### PROVIDED DATA
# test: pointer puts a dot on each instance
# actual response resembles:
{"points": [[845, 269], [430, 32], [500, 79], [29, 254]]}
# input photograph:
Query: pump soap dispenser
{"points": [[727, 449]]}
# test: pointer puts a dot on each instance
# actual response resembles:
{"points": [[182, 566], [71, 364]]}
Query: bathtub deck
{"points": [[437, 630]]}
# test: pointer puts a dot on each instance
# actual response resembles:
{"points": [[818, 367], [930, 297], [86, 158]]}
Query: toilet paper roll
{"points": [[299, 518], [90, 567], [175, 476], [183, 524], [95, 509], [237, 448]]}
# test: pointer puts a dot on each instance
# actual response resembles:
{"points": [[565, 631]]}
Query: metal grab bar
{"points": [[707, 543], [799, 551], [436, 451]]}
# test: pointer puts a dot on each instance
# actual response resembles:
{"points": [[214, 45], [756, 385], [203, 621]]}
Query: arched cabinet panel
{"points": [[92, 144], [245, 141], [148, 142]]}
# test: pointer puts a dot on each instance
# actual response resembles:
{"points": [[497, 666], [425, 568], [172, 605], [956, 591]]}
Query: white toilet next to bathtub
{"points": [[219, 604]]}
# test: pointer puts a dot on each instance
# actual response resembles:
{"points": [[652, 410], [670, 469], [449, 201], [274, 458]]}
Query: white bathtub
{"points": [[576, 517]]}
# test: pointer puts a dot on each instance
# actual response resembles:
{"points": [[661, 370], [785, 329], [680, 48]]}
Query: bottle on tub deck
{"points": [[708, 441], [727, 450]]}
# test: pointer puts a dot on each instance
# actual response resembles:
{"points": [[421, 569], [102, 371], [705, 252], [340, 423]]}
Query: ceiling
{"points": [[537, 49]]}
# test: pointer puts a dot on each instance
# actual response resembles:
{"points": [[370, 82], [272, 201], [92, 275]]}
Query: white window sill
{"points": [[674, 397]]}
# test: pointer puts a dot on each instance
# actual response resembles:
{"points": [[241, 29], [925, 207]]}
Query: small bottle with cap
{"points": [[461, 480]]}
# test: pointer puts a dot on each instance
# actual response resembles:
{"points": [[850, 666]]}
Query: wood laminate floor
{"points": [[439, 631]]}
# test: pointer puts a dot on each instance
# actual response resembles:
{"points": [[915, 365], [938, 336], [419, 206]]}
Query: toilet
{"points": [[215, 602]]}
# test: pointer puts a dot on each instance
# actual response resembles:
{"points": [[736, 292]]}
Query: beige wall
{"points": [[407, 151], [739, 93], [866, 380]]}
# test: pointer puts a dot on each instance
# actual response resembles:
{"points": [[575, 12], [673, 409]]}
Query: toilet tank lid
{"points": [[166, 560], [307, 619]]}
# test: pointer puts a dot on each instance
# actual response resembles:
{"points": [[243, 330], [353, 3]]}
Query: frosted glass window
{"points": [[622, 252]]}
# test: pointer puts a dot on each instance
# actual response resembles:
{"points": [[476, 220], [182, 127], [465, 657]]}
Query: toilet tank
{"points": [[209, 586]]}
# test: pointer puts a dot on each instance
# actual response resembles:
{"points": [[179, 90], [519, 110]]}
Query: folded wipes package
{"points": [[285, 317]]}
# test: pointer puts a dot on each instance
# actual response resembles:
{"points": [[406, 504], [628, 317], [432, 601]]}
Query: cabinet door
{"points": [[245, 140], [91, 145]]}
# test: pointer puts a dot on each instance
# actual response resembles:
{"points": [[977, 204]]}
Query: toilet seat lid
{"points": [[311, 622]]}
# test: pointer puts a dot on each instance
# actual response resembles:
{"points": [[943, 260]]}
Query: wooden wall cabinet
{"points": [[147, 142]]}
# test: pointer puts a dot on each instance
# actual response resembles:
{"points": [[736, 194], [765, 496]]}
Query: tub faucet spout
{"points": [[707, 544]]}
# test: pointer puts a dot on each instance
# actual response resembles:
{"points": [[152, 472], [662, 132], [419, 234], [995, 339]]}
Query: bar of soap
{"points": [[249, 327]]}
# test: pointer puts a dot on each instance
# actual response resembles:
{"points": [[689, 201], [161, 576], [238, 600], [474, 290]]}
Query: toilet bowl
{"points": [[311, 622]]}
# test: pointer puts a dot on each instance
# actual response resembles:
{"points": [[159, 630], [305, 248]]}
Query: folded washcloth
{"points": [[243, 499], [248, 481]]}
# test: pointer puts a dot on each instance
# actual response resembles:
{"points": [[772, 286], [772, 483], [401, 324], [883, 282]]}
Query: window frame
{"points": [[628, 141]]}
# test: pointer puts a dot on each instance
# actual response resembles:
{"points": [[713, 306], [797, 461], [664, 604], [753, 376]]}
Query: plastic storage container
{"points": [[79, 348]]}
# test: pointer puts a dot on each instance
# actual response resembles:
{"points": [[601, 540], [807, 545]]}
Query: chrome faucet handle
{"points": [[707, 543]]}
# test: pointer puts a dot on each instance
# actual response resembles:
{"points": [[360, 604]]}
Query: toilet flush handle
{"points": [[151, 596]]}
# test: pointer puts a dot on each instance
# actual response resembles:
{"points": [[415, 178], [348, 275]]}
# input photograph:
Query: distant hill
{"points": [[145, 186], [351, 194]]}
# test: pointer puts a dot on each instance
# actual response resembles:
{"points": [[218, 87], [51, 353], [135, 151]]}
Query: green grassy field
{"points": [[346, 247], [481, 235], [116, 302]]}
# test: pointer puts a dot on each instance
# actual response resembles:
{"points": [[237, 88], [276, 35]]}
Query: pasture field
######
REQUIRED ACTION — Retype the records above in full, exactly as they appear.

THE ANSWER —
# test: pointer puts a dot on each instance
# actual response resembles:
{"points": [[845, 269], [430, 32], [500, 79], [29, 254]]}
# input photograph:
Query: pump soap dispenser
{"points": [[727, 449]]}
# test: pointer puts a dot on each instance
# actual response resembles:
{"points": [[182, 566], [71, 364]]}
Query: bathtub deck
{"points": [[437, 630]]}
# test: pointer puts a dot on each instance
# actual response resembles:
{"points": [[818, 367], [930, 297], [86, 158]]}
Query: toilet paper roll
{"points": [[299, 518], [90, 567], [175, 476], [183, 524], [95, 509], [237, 448]]}
# test: pointer puts a dot on each instance
# actual response resembles:
{"points": [[565, 631]]}
Query: metal grab bar
{"points": [[707, 543], [799, 551], [436, 451]]}
# test: pointer puts a dot on each instance
# actual response resembles:
{"points": [[214, 45], [756, 385], [203, 621]]}
Query: arched cabinet panel
{"points": [[92, 144], [245, 141], [148, 142]]}
# test: pointer puts a dot on each instance
# actual response resembles:
{"points": [[497, 666], [425, 568], [172, 605], [956, 591]]}
Query: white toilet next to bathtub
{"points": [[219, 604]]}
# test: pointer puts a dot on each instance
# actual response resembles:
{"points": [[652, 410], [670, 469], [449, 201], [274, 458]]}
Query: white bathtub
{"points": [[576, 517]]}
# test: pointer puts a dot on each instance
# actual response resembles:
{"points": [[661, 370], [785, 329], [680, 48]]}
Query: bottle on tub deck
{"points": [[708, 441], [727, 450]]}
# test: pointer puts a dot on each instance
# actual response resembles:
{"points": [[421, 569], [102, 371], [705, 252], [340, 423]]}
Query: ceiling
{"points": [[537, 49]]}
# test: pointer puts a dot on each instance
# actual response resembles:
{"points": [[370, 82], [272, 201], [92, 275]]}
Query: white window sill
{"points": [[674, 397]]}
# test: pointer puts a dot on each instance
# actual response resembles:
{"points": [[241, 29], [925, 207]]}
Query: small bottle with cap
{"points": [[461, 480]]}
# test: pointer puts a dot on each instance
# actual response resembles:
{"points": [[850, 666]]}
Query: wood laminate floor
{"points": [[439, 631]]}
# test: pointer puts a dot on each instance
# actual response resembles:
{"points": [[915, 365], [938, 336], [419, 206]]}
Query: toilet
{"points": [[215, 602]]}
# test: pointer puts a dot on each instance
# actual response resembles:
{"points": [[736, 292]]}
Query: beige wall
{"points": [[407, 151], [739, 93], [866, 380]]}
# test: pointer puts a dot on each instance
# actual response resembles:
{"points": [[575, 12], [673, 409]]}
Query: toilet tank lid
{"points": [[166, 560], [307, 619]]}
# test: pointer puts a dot on each instance
# actual response resembles:
{"points": [[243, 330], [353, 3]]}
Query: frosted glass window
{"points": [[622, 252]]}
# test: pointer puts a dot on each instance
# actual response resembles:
{"points": [[476, 220], [182, 127], [465, 657]]}
Query: toilet tank
{"points": [[209, 586]]}
# test: pointer puts a dot on each instance
# actual response resembles:
{"points": [[179, 90], [519, 110]]}
Query: folded wipes package
{"points": [[285, 317]]}
# test: pointer puts a dot on each instance
# actual response resembles:
{"points": [[406, 504], [628, 317], [432, 601]]}
Query: cabinet door
{"points": [[245, 140], [91, 145]]}
# test: pointer puts a dot on each instance
# actual response resembles:
{"points": [[977, 204]]}
Query: toilet seat lid
{"points": [[311, 622]]}
# test: pointer puts a dot on each instance
# actual response resembles:
{"points": [[943, 260]]}
Query: wooden wall cabinet
{"points": [[147, 142]]}
# test: pointer puts a dot on each instance
# actual response resembles:
{"points": [[736, 194], [765, 496]]}
Query: tub faucet spout
{"points": [[707, 544]]}
# test: pointer puts a dot on each instance
# actual response resembles:
{"points": [[152, 472], [662, 132], [419, 234], [995, 339]]}
Query: bar of soap
{"points": [[249, 327]]}
# test: pointer puts a dot on each instance
# actual response resembles:
{"points": [[689, 201], [161, 576], [238, 600], [474, 290]]}
Query: toilet bowl
{"points": [[311, 622]]}
# test: pointer puts a dot on each instance
# actual response resembles:
{"points": [[159, 630], [305, 248]]}
Query: folded washcloth
{"points": [[243, 499], [248, 481]]}
# test: pointer puts a dot on each instance
# actual response resembles:
{"points": [[772, 286], [772, 483], [401, 324], [883, 282]]}
Query: window frame
{"points": [[628, 141]]}
# test: pointer puts a dot on each instance
# actual response resembles:
{"points": [[713, 306], [797, 461], [664, 604], [753, 376]]}
Query: plastic storage container
{"points": [[79, 348]]}
# test: pointer puts a dot on each instance
# actual response resembles:
{"points": [[601, 540], [807, 545]]}
Query: chrome faucet handle
{"points": [[707, 543]]}
# test: pointer puts a dot on each instance
# actual response resembles:
{"points": [[360, 604]]}
Query: toilet flush handle
{"points": [[151, 596]]}
# test: pointer puts a dot on each instance
# actual response resembles:
{"points": [[415, 178], [348, 275]]}
# input photograph:
Query: distant hill
{"points": [[145, 186], [351, 194]]}
# test: pointer puts a dot on each instance
# actual response resembles:
{"points": [[218, 87], [51, 353], [135, 151]]}
Query: green grassy field
{"points": [[346, 247], [481, 235], [116, 302]]}
# test: pointer puts a dot on each instance
# actual response resembles:
{"points": [[237, 88], [276, 35]]}
Query: pasture field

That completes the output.